EXERCISE TEXT:

+++++

The Yap Trench, also known as the West Caroline Trench, is an oceanic trench near Yap Island in the western Pacific Ocean. The trench is roughly J-shaped and is 650 kilometres (400 mi) long and 8,527 metres (27,976 ft) deep at its deepest point. The trench is located on the southeastern edge of the Philippine Sea Plate and forms the part of the Pacific Ring of Fire between the Palau Islands and the Mariana Trench.

Researchers believe that the Yap Trench was formed during a classic intraoceanic subduction event, and that the trench is an example of early subduction zone development in the western Pacific. Studies are ongoing as to whether the trench is active. The Caroline Ridge collided with the Yap Trench at one point, effectively dividing the trench's tectonic evolution into two parts. Sato et al. observed in 1997 that microseismic activity in the trench was similar to that of active subduction zones, and Nagihara et al. noted large amounts of negative gravity along the trench, suggesting that a force was being exerted upon the crust beneath it.

Recent studies agree and elaborate on these observations. Using seismic tomography, researchers showed that locations of modern earthquakes are especially concentrated in zones of high seismic velocity, which are indicative of solid rock in the mantle, and likely represent earthquakes caused by the subduction of the Caroline Plate.

They further showed that subduction of the Caroline Plate is complex. It appears that subduction progressed until it was halted as the thick Southern Caroline Plateau (SCP) reached the subduction zone. The section of plate immediately east of the SCP was relatively new and still ductile, and seems to have broken and sunk into the asthenosphere. The resulting rebound of the partially-subducted material may have caused a previously unexplained burst of volcanism along the Yap Arc sometime around 11-7 Mya.

+++++

SUPPLIED INFORMATION:
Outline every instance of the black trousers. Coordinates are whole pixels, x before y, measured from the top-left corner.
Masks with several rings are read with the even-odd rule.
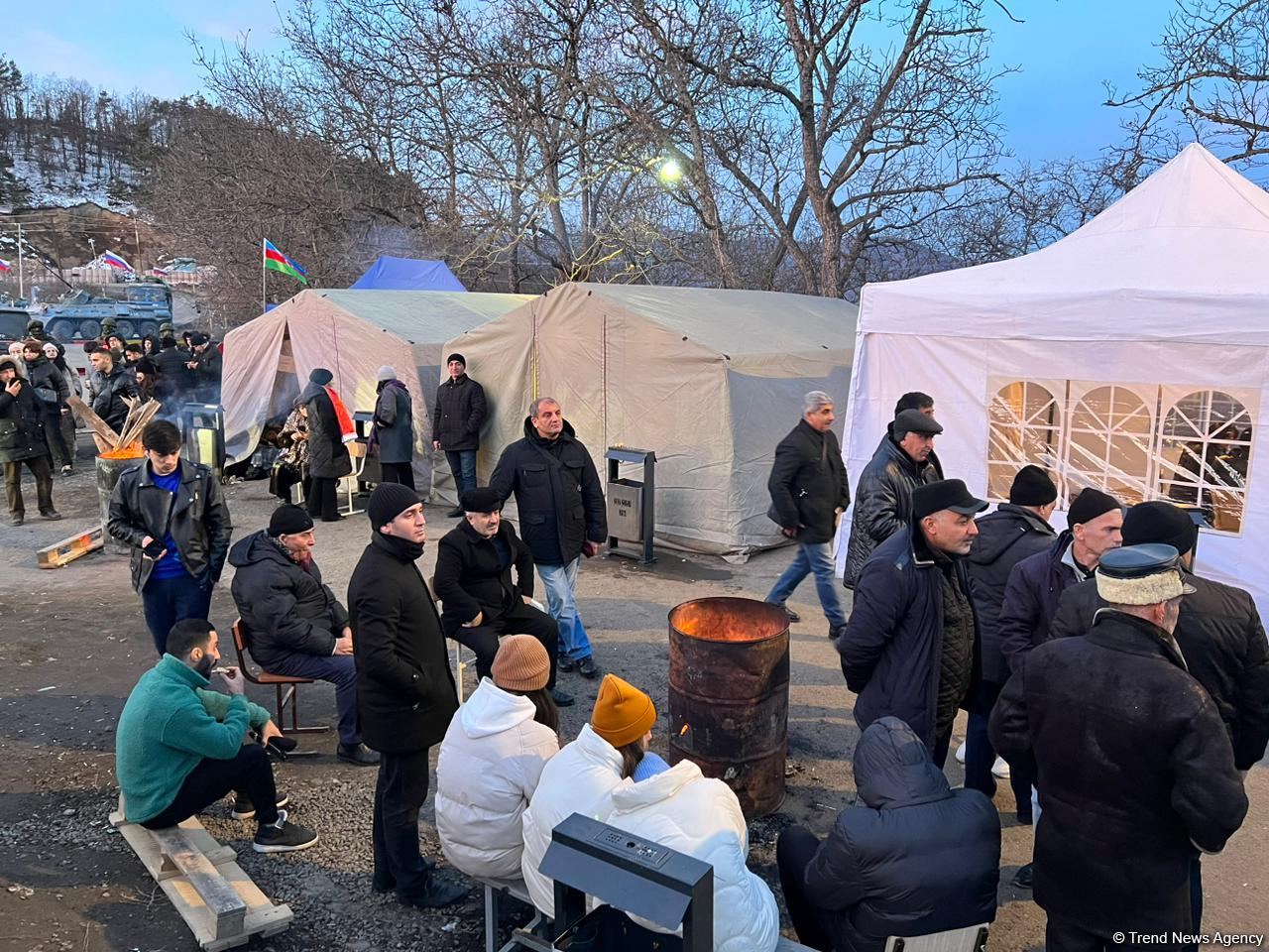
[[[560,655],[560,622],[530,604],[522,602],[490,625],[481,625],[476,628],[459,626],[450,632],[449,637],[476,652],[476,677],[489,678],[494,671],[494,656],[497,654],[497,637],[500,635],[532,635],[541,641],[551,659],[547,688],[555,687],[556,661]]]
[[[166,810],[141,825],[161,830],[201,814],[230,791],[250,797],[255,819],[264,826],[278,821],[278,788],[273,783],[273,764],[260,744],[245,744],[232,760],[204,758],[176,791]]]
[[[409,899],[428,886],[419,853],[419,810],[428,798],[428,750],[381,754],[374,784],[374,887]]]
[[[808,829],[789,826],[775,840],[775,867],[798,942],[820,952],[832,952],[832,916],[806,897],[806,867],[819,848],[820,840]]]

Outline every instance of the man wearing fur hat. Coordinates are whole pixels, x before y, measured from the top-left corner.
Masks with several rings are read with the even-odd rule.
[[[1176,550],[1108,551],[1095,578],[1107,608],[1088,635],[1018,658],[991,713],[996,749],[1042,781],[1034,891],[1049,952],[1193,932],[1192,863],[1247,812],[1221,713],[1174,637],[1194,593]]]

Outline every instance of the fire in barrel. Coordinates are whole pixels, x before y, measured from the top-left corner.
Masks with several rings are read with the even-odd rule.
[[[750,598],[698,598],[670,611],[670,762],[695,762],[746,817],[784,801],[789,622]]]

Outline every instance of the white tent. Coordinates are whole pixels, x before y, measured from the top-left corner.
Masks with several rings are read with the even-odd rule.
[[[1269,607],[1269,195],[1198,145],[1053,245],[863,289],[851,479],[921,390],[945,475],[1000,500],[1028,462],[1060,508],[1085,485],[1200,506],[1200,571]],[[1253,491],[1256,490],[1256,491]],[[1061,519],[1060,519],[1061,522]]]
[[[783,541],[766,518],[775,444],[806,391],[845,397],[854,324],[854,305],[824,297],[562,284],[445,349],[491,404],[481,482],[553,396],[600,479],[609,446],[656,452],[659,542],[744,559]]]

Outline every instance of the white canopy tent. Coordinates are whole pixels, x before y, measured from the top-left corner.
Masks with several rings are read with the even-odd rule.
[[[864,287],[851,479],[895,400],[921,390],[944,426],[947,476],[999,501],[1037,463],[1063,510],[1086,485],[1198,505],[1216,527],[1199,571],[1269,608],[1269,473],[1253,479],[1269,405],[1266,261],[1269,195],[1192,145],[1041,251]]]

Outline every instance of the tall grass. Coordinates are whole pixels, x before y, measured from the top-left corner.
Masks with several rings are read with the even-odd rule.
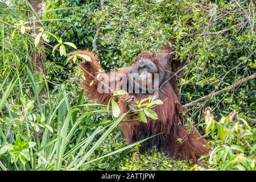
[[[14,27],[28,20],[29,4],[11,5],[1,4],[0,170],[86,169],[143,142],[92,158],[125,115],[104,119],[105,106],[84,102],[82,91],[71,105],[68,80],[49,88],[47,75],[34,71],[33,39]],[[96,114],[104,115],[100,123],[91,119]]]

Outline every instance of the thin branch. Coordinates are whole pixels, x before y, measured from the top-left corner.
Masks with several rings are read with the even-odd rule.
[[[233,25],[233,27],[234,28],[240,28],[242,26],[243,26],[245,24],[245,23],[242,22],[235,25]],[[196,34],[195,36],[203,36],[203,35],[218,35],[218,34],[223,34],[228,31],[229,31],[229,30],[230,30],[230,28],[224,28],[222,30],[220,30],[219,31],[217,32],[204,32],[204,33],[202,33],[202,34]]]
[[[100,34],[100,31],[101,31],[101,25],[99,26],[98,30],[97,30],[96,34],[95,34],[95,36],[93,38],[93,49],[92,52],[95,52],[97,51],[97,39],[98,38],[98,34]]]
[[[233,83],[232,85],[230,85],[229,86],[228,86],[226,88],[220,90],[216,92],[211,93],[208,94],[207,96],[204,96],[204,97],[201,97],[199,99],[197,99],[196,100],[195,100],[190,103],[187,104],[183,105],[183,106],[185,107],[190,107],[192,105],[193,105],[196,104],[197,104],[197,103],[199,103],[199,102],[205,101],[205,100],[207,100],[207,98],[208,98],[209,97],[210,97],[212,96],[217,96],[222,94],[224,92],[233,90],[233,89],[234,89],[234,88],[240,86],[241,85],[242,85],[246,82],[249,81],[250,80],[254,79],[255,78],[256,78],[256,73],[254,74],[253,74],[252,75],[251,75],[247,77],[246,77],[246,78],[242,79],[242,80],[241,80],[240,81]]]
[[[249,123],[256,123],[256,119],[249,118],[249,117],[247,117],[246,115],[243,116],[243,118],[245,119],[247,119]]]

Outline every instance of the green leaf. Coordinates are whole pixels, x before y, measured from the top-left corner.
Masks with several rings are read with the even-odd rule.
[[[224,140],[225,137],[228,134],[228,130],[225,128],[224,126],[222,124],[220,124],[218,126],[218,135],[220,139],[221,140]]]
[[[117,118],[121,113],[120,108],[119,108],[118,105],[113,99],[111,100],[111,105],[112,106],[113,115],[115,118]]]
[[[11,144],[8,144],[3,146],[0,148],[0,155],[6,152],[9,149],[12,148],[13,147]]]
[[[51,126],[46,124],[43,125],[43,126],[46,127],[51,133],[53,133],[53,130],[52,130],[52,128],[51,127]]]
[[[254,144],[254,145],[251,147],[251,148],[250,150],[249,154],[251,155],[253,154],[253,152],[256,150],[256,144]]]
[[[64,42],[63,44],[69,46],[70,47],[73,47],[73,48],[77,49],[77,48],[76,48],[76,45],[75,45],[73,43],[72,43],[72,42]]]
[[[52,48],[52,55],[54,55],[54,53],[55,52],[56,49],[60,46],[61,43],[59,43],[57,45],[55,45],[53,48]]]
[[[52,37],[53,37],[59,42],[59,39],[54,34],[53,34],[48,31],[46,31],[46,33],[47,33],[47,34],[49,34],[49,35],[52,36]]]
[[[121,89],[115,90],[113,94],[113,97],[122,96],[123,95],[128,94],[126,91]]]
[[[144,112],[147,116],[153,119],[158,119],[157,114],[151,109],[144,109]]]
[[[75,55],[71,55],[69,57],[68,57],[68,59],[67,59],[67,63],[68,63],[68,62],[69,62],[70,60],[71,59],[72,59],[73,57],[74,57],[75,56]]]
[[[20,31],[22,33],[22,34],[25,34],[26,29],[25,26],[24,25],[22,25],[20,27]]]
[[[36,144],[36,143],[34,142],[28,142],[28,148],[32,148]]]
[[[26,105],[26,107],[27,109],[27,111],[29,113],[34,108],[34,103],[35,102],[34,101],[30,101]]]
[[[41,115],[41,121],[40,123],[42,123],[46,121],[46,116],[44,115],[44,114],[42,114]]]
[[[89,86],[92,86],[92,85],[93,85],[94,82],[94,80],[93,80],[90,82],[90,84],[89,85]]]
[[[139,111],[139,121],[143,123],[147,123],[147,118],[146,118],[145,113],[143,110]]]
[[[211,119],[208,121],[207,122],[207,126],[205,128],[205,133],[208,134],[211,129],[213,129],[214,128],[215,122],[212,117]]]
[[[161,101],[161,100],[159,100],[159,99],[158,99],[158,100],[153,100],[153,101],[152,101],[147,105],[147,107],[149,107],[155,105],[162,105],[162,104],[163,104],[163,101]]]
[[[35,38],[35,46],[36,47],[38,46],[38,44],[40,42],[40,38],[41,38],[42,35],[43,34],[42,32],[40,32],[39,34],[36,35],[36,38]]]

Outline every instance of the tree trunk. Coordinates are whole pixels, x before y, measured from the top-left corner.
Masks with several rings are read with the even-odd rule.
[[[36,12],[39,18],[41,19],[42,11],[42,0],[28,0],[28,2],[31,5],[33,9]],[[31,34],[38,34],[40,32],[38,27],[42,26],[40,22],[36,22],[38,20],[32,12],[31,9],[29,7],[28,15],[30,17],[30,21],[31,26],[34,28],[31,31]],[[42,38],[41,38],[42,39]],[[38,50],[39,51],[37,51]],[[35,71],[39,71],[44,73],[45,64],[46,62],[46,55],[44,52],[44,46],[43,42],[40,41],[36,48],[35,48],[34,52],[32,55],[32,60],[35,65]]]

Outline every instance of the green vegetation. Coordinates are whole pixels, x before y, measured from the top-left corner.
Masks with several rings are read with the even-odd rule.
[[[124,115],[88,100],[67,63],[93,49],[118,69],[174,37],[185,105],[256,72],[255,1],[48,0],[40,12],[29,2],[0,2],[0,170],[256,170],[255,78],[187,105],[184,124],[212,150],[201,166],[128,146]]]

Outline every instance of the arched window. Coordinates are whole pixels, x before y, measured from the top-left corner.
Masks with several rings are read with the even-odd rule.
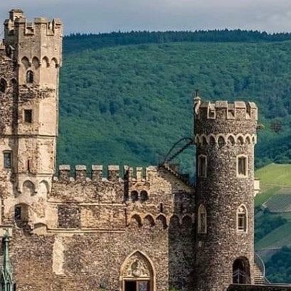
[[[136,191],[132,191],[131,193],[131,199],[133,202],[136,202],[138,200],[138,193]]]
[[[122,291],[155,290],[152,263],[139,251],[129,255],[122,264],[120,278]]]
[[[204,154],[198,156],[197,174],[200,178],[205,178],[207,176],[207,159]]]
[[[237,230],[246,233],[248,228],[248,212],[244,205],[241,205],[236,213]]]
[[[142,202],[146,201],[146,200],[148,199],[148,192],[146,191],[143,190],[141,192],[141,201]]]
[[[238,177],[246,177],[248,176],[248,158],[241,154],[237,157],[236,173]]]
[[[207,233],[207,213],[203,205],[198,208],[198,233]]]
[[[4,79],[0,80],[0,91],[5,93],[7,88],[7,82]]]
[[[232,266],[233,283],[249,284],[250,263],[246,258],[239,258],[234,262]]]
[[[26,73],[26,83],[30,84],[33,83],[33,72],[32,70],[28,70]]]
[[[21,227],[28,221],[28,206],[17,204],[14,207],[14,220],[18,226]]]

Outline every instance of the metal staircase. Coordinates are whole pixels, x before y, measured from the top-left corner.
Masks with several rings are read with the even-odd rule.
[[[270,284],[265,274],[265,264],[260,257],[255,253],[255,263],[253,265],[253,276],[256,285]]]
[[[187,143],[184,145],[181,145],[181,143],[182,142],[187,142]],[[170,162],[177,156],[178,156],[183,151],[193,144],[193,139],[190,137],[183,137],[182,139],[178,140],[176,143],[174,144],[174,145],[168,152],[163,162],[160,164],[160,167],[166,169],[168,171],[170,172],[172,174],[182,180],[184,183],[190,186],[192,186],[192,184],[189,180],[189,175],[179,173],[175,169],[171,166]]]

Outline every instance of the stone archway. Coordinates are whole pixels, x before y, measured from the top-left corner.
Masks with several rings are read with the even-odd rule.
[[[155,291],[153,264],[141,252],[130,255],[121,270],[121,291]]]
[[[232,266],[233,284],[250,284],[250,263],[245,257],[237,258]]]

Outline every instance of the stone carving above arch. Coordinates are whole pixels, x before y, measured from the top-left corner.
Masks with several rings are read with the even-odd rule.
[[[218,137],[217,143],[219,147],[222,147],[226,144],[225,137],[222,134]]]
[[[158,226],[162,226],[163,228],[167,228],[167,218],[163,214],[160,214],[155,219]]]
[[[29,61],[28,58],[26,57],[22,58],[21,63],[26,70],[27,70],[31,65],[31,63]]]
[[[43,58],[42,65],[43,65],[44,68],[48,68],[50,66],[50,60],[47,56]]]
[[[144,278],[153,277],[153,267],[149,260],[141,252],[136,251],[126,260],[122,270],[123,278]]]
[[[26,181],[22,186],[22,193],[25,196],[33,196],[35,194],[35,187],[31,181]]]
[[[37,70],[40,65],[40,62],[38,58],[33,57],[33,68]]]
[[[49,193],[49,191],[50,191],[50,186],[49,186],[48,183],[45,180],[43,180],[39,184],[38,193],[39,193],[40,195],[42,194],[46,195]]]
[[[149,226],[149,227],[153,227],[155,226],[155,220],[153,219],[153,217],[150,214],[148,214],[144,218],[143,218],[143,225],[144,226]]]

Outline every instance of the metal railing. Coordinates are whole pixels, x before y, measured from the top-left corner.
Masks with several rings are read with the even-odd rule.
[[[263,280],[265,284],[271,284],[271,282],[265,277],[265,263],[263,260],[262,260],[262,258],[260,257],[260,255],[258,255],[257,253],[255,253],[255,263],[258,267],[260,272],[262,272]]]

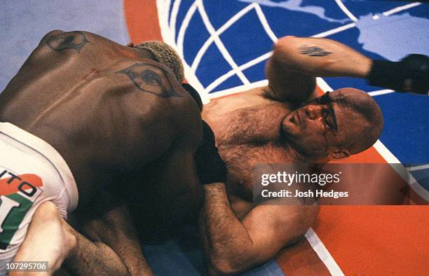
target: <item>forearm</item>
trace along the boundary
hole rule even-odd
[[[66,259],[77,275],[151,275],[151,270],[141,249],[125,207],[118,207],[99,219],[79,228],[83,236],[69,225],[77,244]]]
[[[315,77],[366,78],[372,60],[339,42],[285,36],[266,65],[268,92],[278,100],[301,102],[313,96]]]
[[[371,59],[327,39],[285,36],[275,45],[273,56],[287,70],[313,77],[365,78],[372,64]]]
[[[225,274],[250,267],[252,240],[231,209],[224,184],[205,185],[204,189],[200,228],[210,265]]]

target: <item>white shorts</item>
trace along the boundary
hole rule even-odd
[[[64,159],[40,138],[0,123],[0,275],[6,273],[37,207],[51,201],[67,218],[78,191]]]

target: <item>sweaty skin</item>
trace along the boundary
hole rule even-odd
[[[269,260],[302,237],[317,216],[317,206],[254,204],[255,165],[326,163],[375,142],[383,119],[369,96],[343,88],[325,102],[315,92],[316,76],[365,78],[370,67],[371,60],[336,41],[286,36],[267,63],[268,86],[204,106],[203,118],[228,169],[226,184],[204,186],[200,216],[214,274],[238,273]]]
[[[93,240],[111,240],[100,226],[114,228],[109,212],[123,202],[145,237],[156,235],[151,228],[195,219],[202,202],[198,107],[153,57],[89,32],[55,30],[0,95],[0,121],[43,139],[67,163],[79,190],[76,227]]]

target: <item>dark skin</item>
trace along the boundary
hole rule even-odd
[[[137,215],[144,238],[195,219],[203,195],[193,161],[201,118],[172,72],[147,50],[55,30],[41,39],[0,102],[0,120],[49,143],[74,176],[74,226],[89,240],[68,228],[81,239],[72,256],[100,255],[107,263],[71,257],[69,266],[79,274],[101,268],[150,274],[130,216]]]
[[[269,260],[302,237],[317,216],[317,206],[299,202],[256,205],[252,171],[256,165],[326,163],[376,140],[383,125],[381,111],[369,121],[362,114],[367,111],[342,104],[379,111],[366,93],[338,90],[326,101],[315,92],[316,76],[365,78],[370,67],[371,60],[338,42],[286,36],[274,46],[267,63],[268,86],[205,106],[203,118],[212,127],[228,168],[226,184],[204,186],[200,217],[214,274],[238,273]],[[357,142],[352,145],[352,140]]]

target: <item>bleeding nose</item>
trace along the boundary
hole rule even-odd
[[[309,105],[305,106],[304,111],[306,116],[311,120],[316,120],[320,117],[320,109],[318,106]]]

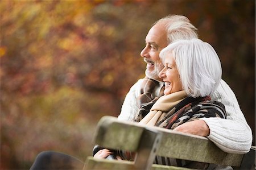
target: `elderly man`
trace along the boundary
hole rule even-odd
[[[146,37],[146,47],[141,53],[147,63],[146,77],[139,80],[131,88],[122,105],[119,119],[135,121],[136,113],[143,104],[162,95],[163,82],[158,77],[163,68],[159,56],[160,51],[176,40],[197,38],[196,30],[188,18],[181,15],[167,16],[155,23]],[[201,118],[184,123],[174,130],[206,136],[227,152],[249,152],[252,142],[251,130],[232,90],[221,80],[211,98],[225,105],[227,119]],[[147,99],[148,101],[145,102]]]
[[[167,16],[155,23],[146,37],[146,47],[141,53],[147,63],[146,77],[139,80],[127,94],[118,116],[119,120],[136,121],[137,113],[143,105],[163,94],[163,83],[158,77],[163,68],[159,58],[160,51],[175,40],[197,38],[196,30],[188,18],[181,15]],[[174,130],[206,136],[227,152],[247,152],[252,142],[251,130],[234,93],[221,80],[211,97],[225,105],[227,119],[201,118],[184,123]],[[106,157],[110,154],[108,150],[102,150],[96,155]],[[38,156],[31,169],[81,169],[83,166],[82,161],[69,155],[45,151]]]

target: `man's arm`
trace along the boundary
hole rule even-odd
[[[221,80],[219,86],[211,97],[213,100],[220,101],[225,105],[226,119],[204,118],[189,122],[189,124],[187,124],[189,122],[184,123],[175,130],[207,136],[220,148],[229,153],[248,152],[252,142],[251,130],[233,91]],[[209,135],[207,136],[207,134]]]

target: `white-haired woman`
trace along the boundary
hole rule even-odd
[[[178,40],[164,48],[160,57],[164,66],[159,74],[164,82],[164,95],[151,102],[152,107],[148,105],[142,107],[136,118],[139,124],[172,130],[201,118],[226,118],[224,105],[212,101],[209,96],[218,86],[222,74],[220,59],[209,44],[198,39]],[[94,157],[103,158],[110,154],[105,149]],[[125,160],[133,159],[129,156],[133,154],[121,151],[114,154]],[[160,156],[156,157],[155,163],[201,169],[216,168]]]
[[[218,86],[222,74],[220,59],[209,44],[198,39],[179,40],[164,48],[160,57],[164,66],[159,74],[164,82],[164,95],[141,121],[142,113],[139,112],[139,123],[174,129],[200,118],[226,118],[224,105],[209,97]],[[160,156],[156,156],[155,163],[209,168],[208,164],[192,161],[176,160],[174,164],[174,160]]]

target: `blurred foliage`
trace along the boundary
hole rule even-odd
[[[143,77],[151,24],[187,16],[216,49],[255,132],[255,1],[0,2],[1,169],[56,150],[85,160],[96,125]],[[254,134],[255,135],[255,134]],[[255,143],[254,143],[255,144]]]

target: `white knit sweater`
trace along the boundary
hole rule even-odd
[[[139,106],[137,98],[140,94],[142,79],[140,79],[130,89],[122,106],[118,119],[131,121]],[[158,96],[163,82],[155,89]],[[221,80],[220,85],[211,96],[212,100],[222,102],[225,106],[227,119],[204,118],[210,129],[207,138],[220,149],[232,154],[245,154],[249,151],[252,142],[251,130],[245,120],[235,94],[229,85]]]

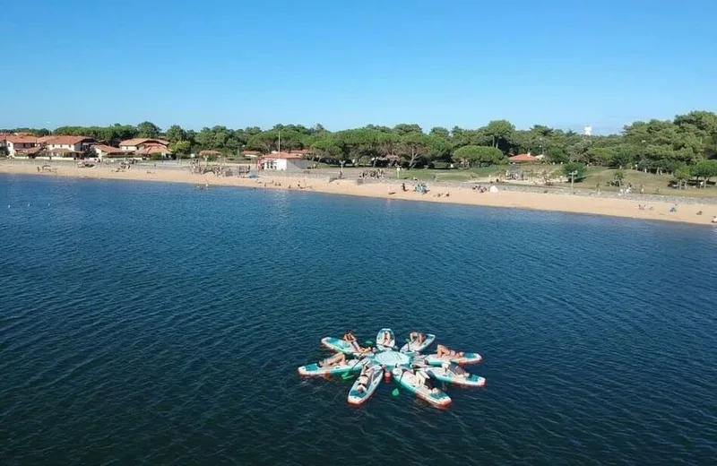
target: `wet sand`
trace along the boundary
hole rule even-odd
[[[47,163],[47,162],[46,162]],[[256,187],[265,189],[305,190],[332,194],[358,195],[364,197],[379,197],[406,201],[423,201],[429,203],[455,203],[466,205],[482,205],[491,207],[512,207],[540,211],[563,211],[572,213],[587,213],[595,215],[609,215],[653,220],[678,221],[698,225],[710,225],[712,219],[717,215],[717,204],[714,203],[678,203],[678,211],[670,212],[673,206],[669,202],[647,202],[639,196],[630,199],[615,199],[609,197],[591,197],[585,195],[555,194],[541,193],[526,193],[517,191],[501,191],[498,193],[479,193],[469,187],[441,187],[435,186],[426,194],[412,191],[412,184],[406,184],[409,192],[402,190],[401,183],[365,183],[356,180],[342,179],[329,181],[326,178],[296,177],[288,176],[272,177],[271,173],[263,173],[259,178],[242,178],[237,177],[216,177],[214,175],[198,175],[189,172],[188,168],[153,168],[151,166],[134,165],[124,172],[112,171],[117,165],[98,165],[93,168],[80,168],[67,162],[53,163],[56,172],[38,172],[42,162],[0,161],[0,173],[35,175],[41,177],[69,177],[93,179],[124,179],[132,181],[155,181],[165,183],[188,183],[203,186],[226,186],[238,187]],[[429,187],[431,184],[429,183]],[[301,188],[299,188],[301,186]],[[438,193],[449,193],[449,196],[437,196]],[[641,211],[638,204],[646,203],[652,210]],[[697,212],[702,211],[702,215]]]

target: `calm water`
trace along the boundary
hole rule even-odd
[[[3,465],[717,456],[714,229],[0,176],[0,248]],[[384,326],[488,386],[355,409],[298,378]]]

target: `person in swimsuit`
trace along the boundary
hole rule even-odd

+++++

TASKS FOR THIS EXERCISE:
1. Decide whether each statement agrees with the Yap Trench text. Answer yes or no for each, and quote the deciding words.
(a) The trench is 650 kilometres long.
(b) Researchers have established that the trench is active.
(c) The Yap Trench is also called the West Caroline Trench.
2. Answer these questions from the Yap Trench text.
(a) On the edge of which plate is the trench located?
(b) In what year did Sato et al. observe microseismic activity in the trench?
(c) What reached the subduction zone and halted subduction?
3. From the Yap Trench text, return word for word the passage from "Recent studies agree" up to and including "the Caroline Plate.".

RESPONSES BY ITEM NUMBER:
1.
(a) Yes: "is 650 kilometres (400 mi) long"
(b) No: "Studies are ongoing as to whether the trench is active."
(c) Yes: "The Yap Trench, also known as the West Caroline Trench"

2.
(a) The Philippine Sea Plate
(b) 1997
(c) The thick Southern Caroline Plateau (SCP)

3.
Recent studies agree and elaborate on these observations. Using seismic tomography, researchers showed that locations of modern earthquakes are especially concentrated in zones of high seismic velocity, which are indicative of solid rock in the mantle, and likely represent earthquakes caused by the subduction of the Caroline Plate.